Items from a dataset
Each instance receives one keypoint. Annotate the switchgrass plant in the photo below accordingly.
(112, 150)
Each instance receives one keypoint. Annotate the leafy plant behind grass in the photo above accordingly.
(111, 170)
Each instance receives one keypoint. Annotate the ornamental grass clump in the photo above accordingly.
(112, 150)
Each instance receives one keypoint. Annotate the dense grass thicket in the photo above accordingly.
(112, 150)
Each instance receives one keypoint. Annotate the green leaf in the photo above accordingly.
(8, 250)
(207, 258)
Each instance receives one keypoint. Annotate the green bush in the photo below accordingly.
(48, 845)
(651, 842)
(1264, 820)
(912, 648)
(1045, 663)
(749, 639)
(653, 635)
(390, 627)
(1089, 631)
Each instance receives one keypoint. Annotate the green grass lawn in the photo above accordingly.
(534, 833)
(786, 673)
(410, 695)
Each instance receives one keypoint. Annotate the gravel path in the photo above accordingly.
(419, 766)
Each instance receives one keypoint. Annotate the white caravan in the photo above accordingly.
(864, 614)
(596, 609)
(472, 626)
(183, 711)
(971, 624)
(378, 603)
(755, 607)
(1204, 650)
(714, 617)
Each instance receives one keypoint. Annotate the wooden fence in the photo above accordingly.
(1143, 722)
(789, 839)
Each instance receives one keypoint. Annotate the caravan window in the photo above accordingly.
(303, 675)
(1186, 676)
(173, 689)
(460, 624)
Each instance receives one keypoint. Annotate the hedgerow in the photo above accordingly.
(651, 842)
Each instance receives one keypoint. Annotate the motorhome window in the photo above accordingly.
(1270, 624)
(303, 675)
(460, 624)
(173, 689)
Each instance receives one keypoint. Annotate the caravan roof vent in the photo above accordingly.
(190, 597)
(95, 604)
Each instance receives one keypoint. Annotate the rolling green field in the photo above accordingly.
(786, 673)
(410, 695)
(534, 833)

ASSIGNMENT =
A verbatim restatement of all the entries above is required.

OUTPUT FOR THIS TASK =
Each instance receives one keypoint. Annotate the switchgrass plant in the photo below accordingly.
(112, 150)
Each instance receives one keypoint. Annotate the leafy plant behind grass in the photo above accordingly.
(111, 170)
Each instance receives one keypoint. Annotate the ornamental grass clump in the photo above accordingly.
(112, 150)
Each instance receives one keypoint. Annotate the dense grass thicket in the photo above accordingly.
(112, 150)
Each instance receives one keypoint. Annotate the green leaf in the photo above accordingly.
(8, 250)
(207, 258)
Each instance receives one keypoint. Annotate the green bush in the photo below accordingly.
(48, 845)
(651, 842)
(1264, 820)
(912, 648)
(1045, 663)
(749, 639)
(653, 635)
(390, 627)
(1089, 631)
Each instance receives one keypoint. Annotate the green grass lawn in the photo above accordingly.
(534, 833)
(786, 673)
(410, 695)
Each instance receives one keypoint. Annotate the gravel path in the photo above accordingly.
(419, 766)
Each instance receives one keypoint. Annotate the white caravan in the photo above accordingly.
(864, 614)
(596, 609)
(472, 626)
(183, 711)
(971, 624)
(378, 603)
(755, 607)
(1204, 650)
(714, 617)
Each instance receives one keypoint. Annotate the wooden fence in the photo above accordingly.
(1143, 722)
(789, 839)
Each instance receives one keypoint. Annotate the caravan window in the photo above accordingly.
(303, 675)
(1186, 676)
(173, 689)
(460, 624)
Each instance receives one keypoint. Annotate the hedgerow in the photo above accordingly.
(651, 842)
Each instance receives one keypoint. Annotate the motorhome window in the photo above accordingly.
(1270, 624)
(303, 675)
(460, 624)
(173, 689)
Each instance receives one keypoint. Annotate the caravan roof vent in the photo above accordingly.
(190, 597)
(95, 604)
Each instance receives one keypoint. Annotate the rolling green field in the photo above accordingly.
(786, 673)
(410, 695)
(534, 833)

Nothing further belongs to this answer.